DOCUMENT SECTION |
----
Mental Health Support
Related: About this forumQuestion on mental health assumptions
NOTE: I AM TAKING NO POSITION ON THE NATURE OF MENTAL HEALTH OR HOW MENTALLY ILL PEOPLE BEHAVE. THIS IS ENTIRELY A QUESTION ON WHAT PEOPLE CLOSER TO THE ISSUE THAN I AM FEEL WHEN MENTAL HEALTH IS DISCUSSED IN SPECIFIC WAYS.
OK here's the question. How do people who know about mental illness, even deal with it personally, react (and trust me I am sure there is not just ONE answer here), when a person who acts horrendously is assumed to be mentally ill? Here I'm referring to the common response that people who go on killing sprees or mistreat their own children etc must automatically be mentally ill, and that this is a primary cause of their evil acts.
I could see it being taken in a variety of ways really - positive concern that mental illness should be treated before such things occur even though they are very rare; neutral opinion that the guilty party should be assessed before punishment/treatment, or negative bias that mental illness leads to evil acts.
Again, while no expert I'm well aware that the mentally ill are more likely to be victims of crimes than perpetrators, and that few indeed are at risk for violence. I'm asking about the reaction to evil acts leading to assumptions of mental illness, not the other way round.
Thanks!
dmallind
(10,437 posts)I understand that this is a sensitive issue that many may be uncomfortable discussing, especially when asked by a group newcomer.
I assure you there is no gotcha, no responses will be shared even anonymously, and that I personally am not trying to link mental illness and the worst criminal excesses. If anything quite the opposite - my own view is that they are often reflexively linked wrongly.
I have very little knowing ineraction with mental illness. One friend/coworker a few years back had a well-controlled bipolar condition. We've lost touch since then so I can't ask him now. My uncle shot and grievously injured his girlfriend while suffering from schizophrenia (as far as the newspapers said) but this was in 1974, I've never even communicated with or met him and he lives in Australia, so it's not that I have any emotional link there either. Just an entirely dispassionate curiosity is my only motivation.
Thanks all!
EFerrari
(163,986 posts)The mentally ill in this country are more likely to get jail time than care. The police are the front lines of mental health intervention and prisons are our biggest "treatment" providers.
The idea that as a group, we react to violent crimes by offering a pass for potential mental illness doesn't seem in line with what we actually do.
Tobin S.
(10,420 posts)I'm only about half through it, but so far I would highly recommend it for people trying to understand why some people do very bad things. It may turn out that it's all biologically determined by abnormalities in the brain, which is what also causes mental illnesses or, more accurately, brain disorders.
It seems to be much easier to feel empathy for a person who is suffering from any other disease than a brain disease. Most people still don't understand that mental illnesses are biological in nature. They don't understand that a person who is in the throes of a brain disorder has no choice but to behave strangely and every once in a while criminally. People think that there is some kind of choice involved when you have a brain illness; that it's just a matter will power to overcome it. That's like telling someone with heart disease to think their way out of the illness. See how ridiculous that sounds?
Because of this ignorance, I do not find fault with most people who are biased against mentally ill people and respond the way that you described in your OP. I know that most of them just don't know any better and this group we are posting in is also a place where people can come to be informed. It's just a matter of getting the word out.
----
WORK INSTRUCTIONS |
1: In the forum thread, what does EFerrari call the front lines of mental health intervention?
2: List every username that appears on a post in the forum thread.

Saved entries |
----
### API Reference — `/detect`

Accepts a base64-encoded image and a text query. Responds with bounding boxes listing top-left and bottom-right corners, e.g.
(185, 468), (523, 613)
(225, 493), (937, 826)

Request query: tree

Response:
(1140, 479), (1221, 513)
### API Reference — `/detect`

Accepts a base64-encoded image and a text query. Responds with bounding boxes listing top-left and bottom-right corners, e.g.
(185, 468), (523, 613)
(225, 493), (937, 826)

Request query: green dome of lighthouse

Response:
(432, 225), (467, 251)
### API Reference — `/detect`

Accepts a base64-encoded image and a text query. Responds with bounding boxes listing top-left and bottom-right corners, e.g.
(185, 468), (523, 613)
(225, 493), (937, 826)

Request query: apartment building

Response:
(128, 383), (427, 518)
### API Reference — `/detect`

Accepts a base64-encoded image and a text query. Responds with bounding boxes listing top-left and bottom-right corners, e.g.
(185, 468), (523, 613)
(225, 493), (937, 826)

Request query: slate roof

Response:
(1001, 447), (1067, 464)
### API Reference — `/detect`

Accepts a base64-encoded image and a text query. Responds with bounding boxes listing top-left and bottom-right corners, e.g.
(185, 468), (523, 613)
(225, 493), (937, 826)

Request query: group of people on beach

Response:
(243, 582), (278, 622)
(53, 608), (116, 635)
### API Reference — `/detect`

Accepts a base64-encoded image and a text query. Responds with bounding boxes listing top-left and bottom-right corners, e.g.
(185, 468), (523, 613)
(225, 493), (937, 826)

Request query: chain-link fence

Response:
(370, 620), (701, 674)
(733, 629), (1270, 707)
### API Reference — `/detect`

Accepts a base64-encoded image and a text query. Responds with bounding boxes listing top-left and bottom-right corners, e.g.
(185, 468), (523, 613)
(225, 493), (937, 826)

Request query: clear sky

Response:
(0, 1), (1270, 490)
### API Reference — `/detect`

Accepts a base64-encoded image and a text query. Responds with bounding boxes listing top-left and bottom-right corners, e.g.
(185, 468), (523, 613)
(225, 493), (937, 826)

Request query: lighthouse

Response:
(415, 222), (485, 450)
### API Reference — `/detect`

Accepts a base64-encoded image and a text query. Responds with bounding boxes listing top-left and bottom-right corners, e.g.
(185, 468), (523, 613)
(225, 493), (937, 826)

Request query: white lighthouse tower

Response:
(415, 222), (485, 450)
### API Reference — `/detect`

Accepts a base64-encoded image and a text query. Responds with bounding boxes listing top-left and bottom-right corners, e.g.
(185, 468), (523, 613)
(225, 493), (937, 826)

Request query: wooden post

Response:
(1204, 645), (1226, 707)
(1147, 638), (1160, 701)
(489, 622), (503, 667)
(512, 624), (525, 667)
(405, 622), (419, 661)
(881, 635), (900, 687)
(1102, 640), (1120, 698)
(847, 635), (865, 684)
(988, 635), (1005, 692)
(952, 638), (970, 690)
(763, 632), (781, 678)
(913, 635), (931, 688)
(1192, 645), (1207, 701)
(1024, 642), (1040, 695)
----
LIST OF SOLUTIONS |
1: The police.

2: dmallind, EFerrari, Tobin S.